[Part of a data file]
################
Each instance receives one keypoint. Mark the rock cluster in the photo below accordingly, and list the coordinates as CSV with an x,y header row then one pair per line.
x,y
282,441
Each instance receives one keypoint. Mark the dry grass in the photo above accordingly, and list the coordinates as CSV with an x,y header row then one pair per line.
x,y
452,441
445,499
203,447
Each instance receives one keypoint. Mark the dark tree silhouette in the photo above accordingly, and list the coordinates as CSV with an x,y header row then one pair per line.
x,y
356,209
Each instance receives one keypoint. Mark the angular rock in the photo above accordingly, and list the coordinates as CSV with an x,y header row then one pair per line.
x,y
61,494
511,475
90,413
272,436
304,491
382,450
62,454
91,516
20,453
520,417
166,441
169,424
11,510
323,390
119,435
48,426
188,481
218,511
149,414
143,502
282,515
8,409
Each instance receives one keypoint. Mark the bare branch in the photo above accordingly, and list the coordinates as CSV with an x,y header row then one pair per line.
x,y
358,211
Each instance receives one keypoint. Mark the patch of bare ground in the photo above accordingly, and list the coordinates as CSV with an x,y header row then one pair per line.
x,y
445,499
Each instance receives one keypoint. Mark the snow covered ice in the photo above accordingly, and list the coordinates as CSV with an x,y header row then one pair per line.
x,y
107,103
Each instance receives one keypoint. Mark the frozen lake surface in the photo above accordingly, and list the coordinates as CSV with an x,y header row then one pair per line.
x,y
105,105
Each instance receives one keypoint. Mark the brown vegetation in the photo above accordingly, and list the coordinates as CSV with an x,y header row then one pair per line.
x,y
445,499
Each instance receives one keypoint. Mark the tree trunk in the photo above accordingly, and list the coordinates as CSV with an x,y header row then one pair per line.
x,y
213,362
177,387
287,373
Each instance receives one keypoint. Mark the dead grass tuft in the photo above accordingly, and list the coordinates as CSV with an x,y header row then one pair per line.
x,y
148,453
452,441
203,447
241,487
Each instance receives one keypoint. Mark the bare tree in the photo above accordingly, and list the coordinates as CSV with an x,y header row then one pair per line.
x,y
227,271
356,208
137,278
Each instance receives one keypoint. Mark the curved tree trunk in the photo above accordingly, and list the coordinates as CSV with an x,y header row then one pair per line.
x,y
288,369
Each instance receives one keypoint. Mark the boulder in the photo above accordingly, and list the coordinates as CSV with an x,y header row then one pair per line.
################
GOAL:
Update these lines so that each "keypoint" becomes "marker", and leave every other word as it is.

TASK ANSWER:
Each instance receives one marker. Mark the rock cluster in the photo below accordingly, and list the coordinates as CSV with an x,y header row then one pair per line.
x,y
282,441
Each instance receives one marker. Mark the dry grass in the photo above accordingly, and list the coordinates as CSV with an x,y header row then one pair per line.
x,y
452,441
445,499
203,447
Each instance receives one marker. Mark the dark tree silhouette in the photo above accordingly, and list the coordinates as CSV with an x,y header row then one pair per line.
x,y
356,209
Each instance receives one marker. Mark the angular rock in the photo above accordingly, and list the coordinates as CSV with an x,y header row then one pair per line.
x,y
61,494
511,475
90,413
272,436
304,491
382,450
62,454
91,516
20,453
520,417
166,441
169,424
11,510
323,390
119,435
48,426
188,481
218,511
149,414
143,502
282,515
8,409
Each instance receives one marker. Mark the bare branch in the photo above accordingly, and list the coordinates as CSV with an x,y header row then one pair per line.
x,y
358,211
Each instance receives one marker. Mark the patch of bare ground in the photo above accordingly, and list the coordinates as CSV with an x,y header row then one pair per line.
x,y
445,499
Each instance receives one marker. Mark the snow covered ice in the photo above accordingly, and list the coordinates as CSV with an x,y header row then one pair per line.
x,y
107,103
Each instance receives one marker. Mark the frozen lake surface in the photo above accordingly, and list the coordinates as CSV with an x,y header row then one pair per line.
x,y
105,105
Each instance receives one marker. Mark the brown vegetation in the photo above accordingly, and list the coordinates as CSV with an x,y header row then one pair per line.
x,y
445,499
Each instance receives one marker. Mark the tree trunk in the photo above accordingly, and list the coordinates as CSV with an x,y header row then one pair per line.
x,y
213,362
177,387
287,373
Each instance receives one marker. Mark the dead grass tuft in the photo above accordingly, and list the coordinates as CSV with an x,y header row then one pair per line.
x,y
148,453
452,441
203,447
241,487
Each instance receives one marker. Mark the bare tree in the photo above accordingly, and list the coordinates as CSV with an x,y header row then one pair per line.
x,y
227,271
356,208
137,278
Each instance receives one marker. Mark the curved tree trunk in the photo above accordingly, and list the coordinates as CSV with an x,y header row then one pair per line.
x,y
288,369
Each instance receives one marker. Mark the boulder in the photo above accordingly, and list the coordinates as CSV with an x,y header row then one pair per line.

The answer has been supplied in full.